Natural-language object grounding data:
☆ ☆ ☆ ☆ ☆ ☆ ☆

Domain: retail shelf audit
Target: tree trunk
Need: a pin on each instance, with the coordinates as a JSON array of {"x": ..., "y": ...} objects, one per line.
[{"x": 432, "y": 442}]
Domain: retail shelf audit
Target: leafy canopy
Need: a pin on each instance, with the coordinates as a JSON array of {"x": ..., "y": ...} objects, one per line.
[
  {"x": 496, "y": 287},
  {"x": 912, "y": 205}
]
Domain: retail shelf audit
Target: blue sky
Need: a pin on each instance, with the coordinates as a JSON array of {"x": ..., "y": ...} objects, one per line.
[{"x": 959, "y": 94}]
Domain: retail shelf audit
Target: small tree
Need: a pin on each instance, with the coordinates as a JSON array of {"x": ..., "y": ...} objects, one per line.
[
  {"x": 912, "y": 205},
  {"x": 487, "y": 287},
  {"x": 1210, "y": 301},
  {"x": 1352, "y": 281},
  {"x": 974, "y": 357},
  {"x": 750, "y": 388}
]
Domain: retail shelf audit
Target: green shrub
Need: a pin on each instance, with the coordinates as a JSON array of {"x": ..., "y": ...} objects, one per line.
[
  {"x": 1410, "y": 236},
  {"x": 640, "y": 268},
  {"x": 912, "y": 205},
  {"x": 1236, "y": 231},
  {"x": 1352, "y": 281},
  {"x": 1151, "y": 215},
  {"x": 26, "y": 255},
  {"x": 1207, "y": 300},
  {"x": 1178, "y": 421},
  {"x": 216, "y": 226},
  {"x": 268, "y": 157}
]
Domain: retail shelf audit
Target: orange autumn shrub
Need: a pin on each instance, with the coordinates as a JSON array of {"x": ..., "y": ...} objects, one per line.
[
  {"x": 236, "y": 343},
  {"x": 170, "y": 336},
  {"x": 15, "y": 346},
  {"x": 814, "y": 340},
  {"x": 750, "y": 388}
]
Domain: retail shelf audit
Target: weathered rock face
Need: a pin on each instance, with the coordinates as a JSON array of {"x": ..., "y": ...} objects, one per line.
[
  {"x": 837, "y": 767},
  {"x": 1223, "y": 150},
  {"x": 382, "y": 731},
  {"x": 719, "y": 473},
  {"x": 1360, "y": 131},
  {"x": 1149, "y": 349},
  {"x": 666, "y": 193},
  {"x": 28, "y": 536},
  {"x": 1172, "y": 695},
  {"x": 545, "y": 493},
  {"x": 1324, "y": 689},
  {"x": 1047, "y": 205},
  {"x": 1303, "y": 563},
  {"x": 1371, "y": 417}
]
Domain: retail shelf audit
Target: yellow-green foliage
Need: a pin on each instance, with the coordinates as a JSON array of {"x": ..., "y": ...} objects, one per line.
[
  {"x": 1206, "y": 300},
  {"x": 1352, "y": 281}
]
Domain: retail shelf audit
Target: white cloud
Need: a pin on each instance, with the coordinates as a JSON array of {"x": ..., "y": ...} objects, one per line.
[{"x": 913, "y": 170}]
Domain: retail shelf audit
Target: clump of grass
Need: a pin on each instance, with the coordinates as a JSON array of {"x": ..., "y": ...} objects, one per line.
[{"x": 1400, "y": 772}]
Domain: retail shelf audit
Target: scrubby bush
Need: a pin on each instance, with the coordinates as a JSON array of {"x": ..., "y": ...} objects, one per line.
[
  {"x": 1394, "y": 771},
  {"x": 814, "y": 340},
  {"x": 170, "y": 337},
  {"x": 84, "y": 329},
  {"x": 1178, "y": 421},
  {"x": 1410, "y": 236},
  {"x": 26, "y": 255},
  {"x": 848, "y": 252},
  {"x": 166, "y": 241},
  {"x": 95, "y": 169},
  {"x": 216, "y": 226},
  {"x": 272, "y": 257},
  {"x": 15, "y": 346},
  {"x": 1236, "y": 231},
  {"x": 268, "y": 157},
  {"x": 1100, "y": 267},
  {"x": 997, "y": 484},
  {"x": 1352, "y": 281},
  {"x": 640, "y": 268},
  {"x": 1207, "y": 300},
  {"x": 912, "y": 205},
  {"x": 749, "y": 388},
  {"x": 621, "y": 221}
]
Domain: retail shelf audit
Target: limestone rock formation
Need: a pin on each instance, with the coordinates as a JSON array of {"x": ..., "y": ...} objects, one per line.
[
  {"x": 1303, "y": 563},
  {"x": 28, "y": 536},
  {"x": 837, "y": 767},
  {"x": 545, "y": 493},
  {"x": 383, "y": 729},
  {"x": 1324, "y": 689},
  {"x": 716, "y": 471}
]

☆ ☆ ☆ ☆ ☆ ☆ ☆

Wherever a line contains the string "Target", copy that line from the data.

Target: tree trunk
Target: leafy canopy
Target: blue sky
Target: small tree
Target: green shrub
Target: orange autumn shrub
Target: weathered rock face
Target: yellow-green foliage
Target: white cloud
Target: clump of grass
Target: scrubby bush
Target: limestone rock formation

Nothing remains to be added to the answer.